*Stated exercise:*
Put every line of the rows below into a Markdown table with the columns n and Line. Number each line in n and leave out blank lines.

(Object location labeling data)
+++
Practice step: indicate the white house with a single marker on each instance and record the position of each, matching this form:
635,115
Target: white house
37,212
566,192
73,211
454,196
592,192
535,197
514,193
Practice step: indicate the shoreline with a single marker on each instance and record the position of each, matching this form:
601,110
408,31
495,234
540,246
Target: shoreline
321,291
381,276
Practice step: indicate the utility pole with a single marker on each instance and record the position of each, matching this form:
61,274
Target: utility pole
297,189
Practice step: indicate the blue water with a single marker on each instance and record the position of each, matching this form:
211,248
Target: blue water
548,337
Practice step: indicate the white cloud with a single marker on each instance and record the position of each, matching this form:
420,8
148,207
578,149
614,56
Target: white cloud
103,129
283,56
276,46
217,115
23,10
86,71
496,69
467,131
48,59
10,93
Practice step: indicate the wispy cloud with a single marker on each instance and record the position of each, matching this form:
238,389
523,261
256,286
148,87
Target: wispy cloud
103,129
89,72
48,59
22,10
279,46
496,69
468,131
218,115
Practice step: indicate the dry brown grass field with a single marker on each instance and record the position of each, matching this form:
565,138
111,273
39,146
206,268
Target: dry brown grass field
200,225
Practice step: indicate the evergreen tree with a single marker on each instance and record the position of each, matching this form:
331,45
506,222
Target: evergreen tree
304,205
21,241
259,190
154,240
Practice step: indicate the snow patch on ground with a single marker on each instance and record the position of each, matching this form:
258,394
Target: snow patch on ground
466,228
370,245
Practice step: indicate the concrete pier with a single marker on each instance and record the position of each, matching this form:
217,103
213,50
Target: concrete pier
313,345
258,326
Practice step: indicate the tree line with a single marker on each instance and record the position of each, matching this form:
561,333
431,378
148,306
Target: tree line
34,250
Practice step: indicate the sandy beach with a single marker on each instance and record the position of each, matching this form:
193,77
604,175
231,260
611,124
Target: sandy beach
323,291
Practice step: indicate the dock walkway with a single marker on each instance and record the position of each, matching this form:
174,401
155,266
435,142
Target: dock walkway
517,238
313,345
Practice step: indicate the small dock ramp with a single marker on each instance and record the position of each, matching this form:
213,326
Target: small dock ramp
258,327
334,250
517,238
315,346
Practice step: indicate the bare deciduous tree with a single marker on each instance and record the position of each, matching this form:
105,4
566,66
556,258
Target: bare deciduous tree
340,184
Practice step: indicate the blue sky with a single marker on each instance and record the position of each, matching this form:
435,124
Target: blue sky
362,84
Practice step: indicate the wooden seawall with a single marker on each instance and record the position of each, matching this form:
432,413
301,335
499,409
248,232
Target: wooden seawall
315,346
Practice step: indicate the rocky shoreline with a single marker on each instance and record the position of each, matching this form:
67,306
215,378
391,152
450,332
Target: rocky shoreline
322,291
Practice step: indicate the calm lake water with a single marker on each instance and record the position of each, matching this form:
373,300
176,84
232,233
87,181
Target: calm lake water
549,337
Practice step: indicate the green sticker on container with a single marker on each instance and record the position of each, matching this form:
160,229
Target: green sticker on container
+++
*Response to this task:*
| n | Line |
|---|---|
| 1 | Practice step: indicate the white house with a single marker on each instance and record the position of each, matching this form: |
| 2 | 635,115 |
| 3 | Target: white house |
| 4 | 37,212 |
| 5 | 566,192 |
| 6 | 73,211 |
| 7 | 454,196 |
| 8 | 592,192 |
| 9 | 535,197 |
| 10 | 514,193 |
| 11 | Practice step: indicate the shoreline with a single marker on each instance and record the position of each, matching this form: |
| 12 | 601,110 |
| 13 | 408,31 |
| 14 | 495,234 |
| 15 | 540,246 |
| 16 | Target: shoreline |
| 17 | 321,291 |
| 18 | 381,276 |
| 19 | Practice step: indicate the utility pole with a single marker on each instance and record the position of each, matching this form: |
| 20 | 61,274 |
| 21 | Target: utility pole |
| 22 | 297,189 |
| 23 | Practice step: indicate the blue water with a single marker on each instance and record the position of each, matching this form: |
| 24 | 211,248 |
| 25 | Target: blue water |
| 26 | 548,337 |
| 27 | Practice step: indicate the white cloud with a single marker on each instance and record the position of each, matching this form: |
| 28 | 420,8 |
| 29 | 148,207 |
| 30 | 578,149 |
| 31 | 614,56 |
| 32 | Target: white cloud |
| 33 | 103,129 |
| 34 | 283,56 |
| 35 | 276,46 |
| 36 | 217,115 |
| 37 | 23,10 |
| 38 | 86,71 |
| 39 | 496,69 |
| 40 | 467,131 |
| 41 | 48,59 |
| 42 | 10,93 |
| 43 | Practice step: indicate the wispy cloud with a single marker on each instance and record the position of each, matching this form: |
| 44 | 238,389 |
| 45 | 523,261 |
| 46 | 256,286 |
| 47 | 148,87 |
| 48 | Target: wispy cloud |
| 49 | 103,129 |
| 50 | 89,72 |
| 51 | 48,59 |
| 52 | 22,10 |
| 53 | 279,46 |
| 54 | 496,69 |
| 55 | 468,131 |
| 56 | 218,115 |
| 57 | Practice step: indicate the dry brown grass field with a single marker on each instance and record the position of each, matching this form: |
| 58 | 565,138 |
| 59 | 111,273 |
| 60 | 39,146 |
| 61 | 206,268 |
| 62 | Target: dry brown grass field |
| 63 | 200,225 |
| 64 | Practice step: indicate the evergreen tree with a single marker on each instance and record the position of each, matching this form: |
| 65 | 331,45 |
| 66 | 506,222 |
| 67 | Target: evergreen tree |
| 68 | 304,205 |
| 69 | 21,241 |
| 70 | 259,190 |
| 71 | 154,240 |
| 72 | Practice step: indicate the snow patch on ground with a single marker on each instance and record the position of each, matching this form: |
| 73 | 258,394 |
| 74 | Target: snow patch on ground |
| 75 | 466,228 |
| 76 | 370,245 |
| 77 | Practice step: indicate the concrete pier with a single marker on each instance and record the position of each, matching this form: |
| 78 | 217,103 |
| 79 | 213,50 |
| 80 | Target: concrete pier |
| 81 | 313,345 |
| 82 | 258,326 |
| 83 | Practice step: indicate the tree line with a single marker on each instance and record the position of each, matching this form: |
| 84 | 561,333 |
| 85 | 431,378 |
| 86 | 148,306 |
| 87 | Target: tree line |
| 88 | 34,250 |
| 89 | Practice step: indicate the sandy beach with a single marker on each instance and record the position of each, matching this form: |
| 90 | 193,77 |
| 91 | 604,175 |
| 92 | 231,260 |
| 93 | 611,124 |
| 94 | Target: sandy beach |
| 95 | 323,291 |
| 96 | Practice step: indicate the dock walkway with a single marker on each instance and record the position of each, matching this form: |
| 97 | 174,401 |
| 98 | 155,266 |
| 99 | 435,142 |
| 100 | Target: dock walkway |
| 101 | 517,238 |
| 102 | 313,345 |
| 103 | Practice step: indicate the small dock ramp with a single marker on each instance and record the position of each, matching this form: |
| 104 | 213,326 |
| 105 | Target: small dock ramp |
| 106 | 258,327 |
| 107 | 334,250 |
| 108 | 517,238 |
| 109 | 315,346 |
| 110 | Practice step: indicate the bare deciduous tree with a single marker on each instance and record the position of each, matching this form: |
| 111 | 105,4 |
| 112 | 566,66 |
| 113 | 556,258 |
| 114 | Target: bare deciduous tree |
| 115 | 340,184 |
| 116 | Practice step: indicate the blue sky with a single marker on each instance and record the position of each, matching this form: |
| 117 | 435,124 |
| 118 | Target: blue sky |
| 119 | 362,84 |
| 120 | Practice step: indicate the wooden seawall with a single marker on each instance and record the position of each, matching this form: |
| 121 | 432,413 |
| 122 | 301,335 |
| 123 | 499,409 |
| 124 | 248,232 |
| 125 | Target: wooden seawall |
| 126 | 315,346 |
| 127 | Practice step: indicate the rocky shoreline with a single marker on each instance and record the position of each, matching this form: |
| 128 | 67,306 |
| 129 | 215,378 |
| 130 | 391,152 |
| 131 | 450,332 |
| 132 | Target: rocky shoreline |
| 133 | 322,291 |
| 134 | Practice step: indicate the calm lake water with a single marker on each instance and record the position of each, matching this form: |
| 135 | 373,300 |
| 136 | 176,84 |
| 137 | 232,233 |
| 138 | 87,181 |
| 139 | Target: calm lake water |
| 140 | 549,337 |
| 141 | Practice step: indicate the green sticker on container with a single marker on each instance and record the position of each, matching this form: |
| 142 | 160,229 |
| 143 | Target: green sticker on container |